[Your instructions]:
Print the line where "Note: spot the drum strap" occurs and every line that follows it in the data below, ending with the last line, precisely as written.
··· Record set ···
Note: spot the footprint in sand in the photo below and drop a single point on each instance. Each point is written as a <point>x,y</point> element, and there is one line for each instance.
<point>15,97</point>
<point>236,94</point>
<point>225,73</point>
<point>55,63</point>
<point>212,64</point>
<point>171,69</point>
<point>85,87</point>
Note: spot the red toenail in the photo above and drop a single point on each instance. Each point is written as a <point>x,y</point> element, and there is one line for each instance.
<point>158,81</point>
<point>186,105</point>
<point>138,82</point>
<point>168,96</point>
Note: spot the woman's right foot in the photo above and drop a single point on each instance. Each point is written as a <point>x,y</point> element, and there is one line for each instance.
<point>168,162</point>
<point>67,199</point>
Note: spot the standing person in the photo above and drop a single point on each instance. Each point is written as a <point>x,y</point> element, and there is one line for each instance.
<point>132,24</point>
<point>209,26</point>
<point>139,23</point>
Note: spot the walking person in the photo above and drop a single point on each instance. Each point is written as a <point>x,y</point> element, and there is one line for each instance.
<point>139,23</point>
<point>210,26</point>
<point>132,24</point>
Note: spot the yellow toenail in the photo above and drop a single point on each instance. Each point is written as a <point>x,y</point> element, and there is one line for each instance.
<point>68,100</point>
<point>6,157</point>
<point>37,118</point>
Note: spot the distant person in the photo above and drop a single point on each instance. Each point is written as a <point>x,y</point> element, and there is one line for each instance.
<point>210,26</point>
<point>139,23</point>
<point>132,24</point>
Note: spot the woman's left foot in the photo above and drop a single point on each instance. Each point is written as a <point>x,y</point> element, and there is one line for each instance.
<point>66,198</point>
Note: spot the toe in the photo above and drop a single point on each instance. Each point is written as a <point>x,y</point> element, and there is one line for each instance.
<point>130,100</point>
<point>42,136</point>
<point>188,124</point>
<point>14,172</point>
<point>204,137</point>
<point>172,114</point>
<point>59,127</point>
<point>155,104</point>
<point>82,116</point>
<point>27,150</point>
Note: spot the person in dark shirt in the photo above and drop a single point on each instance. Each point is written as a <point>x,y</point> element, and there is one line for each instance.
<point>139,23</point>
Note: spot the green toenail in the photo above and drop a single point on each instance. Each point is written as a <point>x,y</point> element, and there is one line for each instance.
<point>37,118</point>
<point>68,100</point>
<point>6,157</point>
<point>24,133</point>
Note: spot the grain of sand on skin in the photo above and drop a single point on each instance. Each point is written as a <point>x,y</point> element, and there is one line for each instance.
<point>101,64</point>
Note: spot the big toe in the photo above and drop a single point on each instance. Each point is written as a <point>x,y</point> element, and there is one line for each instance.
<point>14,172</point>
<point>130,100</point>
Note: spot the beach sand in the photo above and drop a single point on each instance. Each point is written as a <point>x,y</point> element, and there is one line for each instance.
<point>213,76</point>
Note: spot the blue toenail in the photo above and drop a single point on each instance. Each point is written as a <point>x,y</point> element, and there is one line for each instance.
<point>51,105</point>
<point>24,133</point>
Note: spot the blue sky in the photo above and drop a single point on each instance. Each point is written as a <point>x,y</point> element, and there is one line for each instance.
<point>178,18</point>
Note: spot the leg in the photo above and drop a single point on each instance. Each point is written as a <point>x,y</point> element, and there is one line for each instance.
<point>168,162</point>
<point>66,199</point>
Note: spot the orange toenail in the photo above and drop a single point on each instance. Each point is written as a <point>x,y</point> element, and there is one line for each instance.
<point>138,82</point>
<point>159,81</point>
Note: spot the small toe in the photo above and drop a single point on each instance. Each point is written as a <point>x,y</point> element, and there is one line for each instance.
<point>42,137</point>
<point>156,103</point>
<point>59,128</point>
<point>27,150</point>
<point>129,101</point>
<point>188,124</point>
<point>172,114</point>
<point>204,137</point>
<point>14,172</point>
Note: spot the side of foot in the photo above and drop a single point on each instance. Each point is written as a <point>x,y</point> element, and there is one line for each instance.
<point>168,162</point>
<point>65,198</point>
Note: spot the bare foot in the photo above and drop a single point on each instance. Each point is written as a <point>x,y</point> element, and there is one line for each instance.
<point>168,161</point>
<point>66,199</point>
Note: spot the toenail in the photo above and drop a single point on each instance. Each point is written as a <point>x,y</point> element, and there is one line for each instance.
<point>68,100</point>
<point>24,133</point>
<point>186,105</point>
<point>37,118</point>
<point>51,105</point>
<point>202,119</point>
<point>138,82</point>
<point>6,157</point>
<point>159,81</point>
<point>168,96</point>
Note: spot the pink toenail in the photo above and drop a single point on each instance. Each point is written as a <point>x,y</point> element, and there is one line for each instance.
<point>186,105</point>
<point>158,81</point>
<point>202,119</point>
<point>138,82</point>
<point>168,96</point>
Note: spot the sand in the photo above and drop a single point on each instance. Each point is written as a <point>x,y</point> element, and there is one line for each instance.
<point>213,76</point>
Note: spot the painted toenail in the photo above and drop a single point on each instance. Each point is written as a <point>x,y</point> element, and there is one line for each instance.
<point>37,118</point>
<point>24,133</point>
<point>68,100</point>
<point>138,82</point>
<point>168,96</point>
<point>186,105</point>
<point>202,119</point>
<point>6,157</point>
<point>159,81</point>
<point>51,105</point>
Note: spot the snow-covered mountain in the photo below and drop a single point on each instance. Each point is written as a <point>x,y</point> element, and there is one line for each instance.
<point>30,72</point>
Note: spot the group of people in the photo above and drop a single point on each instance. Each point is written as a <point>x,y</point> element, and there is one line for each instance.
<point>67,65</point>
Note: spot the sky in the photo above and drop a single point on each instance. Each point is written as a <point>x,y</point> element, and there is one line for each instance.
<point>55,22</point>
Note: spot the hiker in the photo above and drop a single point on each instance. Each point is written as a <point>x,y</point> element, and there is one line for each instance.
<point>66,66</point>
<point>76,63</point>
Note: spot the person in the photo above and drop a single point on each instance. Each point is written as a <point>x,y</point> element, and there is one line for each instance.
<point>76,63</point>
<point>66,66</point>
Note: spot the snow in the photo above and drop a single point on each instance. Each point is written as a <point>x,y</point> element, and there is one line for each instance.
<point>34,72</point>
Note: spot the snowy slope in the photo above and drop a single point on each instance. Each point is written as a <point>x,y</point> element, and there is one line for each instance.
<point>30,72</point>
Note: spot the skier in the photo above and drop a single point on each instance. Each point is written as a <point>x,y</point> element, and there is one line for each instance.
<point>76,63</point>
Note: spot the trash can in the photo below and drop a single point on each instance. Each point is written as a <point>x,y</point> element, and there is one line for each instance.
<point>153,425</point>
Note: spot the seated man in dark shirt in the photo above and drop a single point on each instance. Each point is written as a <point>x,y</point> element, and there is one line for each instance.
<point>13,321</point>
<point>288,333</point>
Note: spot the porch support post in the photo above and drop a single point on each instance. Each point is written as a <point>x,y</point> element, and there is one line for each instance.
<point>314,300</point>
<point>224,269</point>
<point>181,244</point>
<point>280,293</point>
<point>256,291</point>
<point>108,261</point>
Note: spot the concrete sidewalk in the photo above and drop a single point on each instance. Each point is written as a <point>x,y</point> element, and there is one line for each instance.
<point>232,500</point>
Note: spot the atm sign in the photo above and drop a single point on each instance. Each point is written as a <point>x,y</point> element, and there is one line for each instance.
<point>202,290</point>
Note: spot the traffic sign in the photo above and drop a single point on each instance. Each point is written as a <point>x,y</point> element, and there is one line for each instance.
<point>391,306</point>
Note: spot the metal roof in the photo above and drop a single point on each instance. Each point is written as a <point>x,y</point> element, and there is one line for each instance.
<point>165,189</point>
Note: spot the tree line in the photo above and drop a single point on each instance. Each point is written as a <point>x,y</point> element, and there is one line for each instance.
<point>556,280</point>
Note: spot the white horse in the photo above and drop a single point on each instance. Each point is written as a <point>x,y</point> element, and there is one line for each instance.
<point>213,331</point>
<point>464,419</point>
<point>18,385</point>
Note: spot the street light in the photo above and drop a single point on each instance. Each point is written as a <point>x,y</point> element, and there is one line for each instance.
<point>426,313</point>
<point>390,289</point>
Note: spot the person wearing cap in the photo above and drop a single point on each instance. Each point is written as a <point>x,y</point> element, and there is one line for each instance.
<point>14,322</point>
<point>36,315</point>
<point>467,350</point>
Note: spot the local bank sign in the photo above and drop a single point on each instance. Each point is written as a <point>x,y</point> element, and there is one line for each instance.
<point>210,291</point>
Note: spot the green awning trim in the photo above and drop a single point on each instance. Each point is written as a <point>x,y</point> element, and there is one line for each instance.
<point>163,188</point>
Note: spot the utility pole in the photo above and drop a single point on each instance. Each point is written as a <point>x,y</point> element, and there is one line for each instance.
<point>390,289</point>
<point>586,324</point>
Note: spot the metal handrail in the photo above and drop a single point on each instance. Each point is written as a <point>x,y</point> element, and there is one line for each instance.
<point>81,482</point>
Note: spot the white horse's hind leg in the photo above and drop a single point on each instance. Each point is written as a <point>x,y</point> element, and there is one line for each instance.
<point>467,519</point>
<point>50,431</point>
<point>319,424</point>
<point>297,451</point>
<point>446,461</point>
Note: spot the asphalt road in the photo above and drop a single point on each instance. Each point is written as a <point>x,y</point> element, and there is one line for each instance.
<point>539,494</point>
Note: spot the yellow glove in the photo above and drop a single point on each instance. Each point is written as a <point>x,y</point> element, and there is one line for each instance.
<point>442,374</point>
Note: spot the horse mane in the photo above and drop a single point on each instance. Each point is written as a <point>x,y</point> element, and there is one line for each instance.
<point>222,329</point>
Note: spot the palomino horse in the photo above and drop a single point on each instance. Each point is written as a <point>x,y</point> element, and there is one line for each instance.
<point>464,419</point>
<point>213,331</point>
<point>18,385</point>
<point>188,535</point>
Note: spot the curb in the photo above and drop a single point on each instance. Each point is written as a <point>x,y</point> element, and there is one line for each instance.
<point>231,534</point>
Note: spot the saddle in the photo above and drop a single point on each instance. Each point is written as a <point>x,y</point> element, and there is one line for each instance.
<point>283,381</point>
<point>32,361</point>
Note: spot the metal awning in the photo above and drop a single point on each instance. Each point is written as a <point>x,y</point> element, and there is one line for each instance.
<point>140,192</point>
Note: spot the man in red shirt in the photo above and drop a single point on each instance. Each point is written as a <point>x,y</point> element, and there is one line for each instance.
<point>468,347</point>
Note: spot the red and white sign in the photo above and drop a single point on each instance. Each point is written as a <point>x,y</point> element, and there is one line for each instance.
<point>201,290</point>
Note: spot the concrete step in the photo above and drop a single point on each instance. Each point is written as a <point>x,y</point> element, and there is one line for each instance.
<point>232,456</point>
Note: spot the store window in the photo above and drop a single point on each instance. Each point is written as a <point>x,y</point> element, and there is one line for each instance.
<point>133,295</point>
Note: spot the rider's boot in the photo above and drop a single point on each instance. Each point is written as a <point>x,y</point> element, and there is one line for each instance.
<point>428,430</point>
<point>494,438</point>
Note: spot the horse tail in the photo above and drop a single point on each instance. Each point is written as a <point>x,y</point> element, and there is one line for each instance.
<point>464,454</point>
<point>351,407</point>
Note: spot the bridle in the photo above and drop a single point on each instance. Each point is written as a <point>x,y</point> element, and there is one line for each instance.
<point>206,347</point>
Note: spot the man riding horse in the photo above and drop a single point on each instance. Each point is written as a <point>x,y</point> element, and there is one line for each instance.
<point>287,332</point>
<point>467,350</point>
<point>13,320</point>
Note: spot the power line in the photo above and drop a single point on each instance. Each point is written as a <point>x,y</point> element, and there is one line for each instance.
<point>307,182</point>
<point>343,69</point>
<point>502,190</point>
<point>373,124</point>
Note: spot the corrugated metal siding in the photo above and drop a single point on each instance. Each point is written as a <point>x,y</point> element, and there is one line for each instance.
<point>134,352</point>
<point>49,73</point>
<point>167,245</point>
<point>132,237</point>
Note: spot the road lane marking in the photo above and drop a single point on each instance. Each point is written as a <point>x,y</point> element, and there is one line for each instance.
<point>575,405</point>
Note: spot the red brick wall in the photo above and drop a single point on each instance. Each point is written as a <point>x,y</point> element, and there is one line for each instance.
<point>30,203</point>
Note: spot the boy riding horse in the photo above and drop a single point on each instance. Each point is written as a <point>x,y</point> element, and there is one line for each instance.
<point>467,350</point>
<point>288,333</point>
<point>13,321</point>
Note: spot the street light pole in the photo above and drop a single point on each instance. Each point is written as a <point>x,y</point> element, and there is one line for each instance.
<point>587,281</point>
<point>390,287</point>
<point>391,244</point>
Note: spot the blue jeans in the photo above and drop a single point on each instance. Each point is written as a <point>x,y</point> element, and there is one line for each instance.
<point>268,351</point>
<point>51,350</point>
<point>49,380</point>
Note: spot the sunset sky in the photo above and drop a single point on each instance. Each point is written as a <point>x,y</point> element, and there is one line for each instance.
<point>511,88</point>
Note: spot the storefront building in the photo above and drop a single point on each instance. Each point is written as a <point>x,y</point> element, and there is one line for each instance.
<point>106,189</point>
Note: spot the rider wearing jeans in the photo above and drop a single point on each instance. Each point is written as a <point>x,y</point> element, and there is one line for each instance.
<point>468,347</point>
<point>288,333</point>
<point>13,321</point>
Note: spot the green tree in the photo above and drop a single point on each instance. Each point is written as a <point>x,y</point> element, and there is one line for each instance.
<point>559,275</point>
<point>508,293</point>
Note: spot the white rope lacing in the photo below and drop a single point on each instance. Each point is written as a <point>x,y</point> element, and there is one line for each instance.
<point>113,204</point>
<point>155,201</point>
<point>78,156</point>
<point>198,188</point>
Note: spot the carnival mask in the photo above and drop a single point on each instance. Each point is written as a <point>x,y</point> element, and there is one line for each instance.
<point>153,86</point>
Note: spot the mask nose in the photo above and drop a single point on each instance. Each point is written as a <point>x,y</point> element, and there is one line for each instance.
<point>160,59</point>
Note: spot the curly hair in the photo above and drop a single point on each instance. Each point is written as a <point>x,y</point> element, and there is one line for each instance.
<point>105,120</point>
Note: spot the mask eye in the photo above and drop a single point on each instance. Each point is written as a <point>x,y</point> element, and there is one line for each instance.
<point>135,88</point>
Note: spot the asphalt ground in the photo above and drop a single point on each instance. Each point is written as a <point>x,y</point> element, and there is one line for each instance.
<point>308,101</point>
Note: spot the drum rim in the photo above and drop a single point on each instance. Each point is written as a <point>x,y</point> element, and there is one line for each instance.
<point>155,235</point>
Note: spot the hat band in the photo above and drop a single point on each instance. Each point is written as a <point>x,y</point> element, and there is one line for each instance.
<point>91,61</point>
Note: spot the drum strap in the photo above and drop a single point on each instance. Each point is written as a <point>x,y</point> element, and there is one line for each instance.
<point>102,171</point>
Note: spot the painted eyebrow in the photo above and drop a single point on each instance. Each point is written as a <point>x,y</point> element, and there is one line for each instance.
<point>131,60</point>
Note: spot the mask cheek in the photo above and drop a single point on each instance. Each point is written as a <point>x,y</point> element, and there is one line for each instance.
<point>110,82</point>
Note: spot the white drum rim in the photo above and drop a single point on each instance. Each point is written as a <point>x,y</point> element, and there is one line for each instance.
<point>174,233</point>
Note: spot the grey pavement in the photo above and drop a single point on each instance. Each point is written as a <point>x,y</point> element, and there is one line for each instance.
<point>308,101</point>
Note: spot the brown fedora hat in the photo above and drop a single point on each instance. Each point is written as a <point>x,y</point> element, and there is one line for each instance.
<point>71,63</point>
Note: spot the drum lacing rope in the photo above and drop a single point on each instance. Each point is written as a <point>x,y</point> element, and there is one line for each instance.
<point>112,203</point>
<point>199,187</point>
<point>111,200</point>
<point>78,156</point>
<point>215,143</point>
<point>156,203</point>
···
[Result of the task]:
Note: spot the drum strap in the photo above and drop a single point on each instance. Each point is written as a <point>x,y</point> element, and there is one line for each instance.
<point>102,171</point>
Note: spot the painted eyebrow in the photo above and drop a single point on each instance. Each point is written as a <point>x,y</point> element, and there is one line for each instance.
<point>131,60</point>
Note: spot the mask cheek in the photo above and drop a single point on each instance. Each point is written as a <point>x,y</point> element, and there is one line for each instance.
<point>110,82</point>
Note: spot the white drum rim in the photo above and drop a single point on each instance. Each point is written as a <point>x,y</point> element, and there is one line for each instance.
<point>174,233</point>
Note: spot the grey pavement in the photo above and drop a single point on each instance. Each point is written as a <point>x,y</point> element, and there is one line for each instance.
<point>308,101</point>
Note: spot the brown fedora hat in the photo above and drop a single point on each instance. Each point is written as a <point>x,y</point> element, and there is one line for each instance.
<point>71,63</point>
Note: spot the drum lacing rope in the photo above and drop a single point on each instance. Each point is written as a <point>x,y</point> element, and there is one line for each instance.
<point>112,203</point>
<point>199,187</point>
<point>111,200</point>
<point>78,156</point>
<point>215,143</point>
<point>156,203</point>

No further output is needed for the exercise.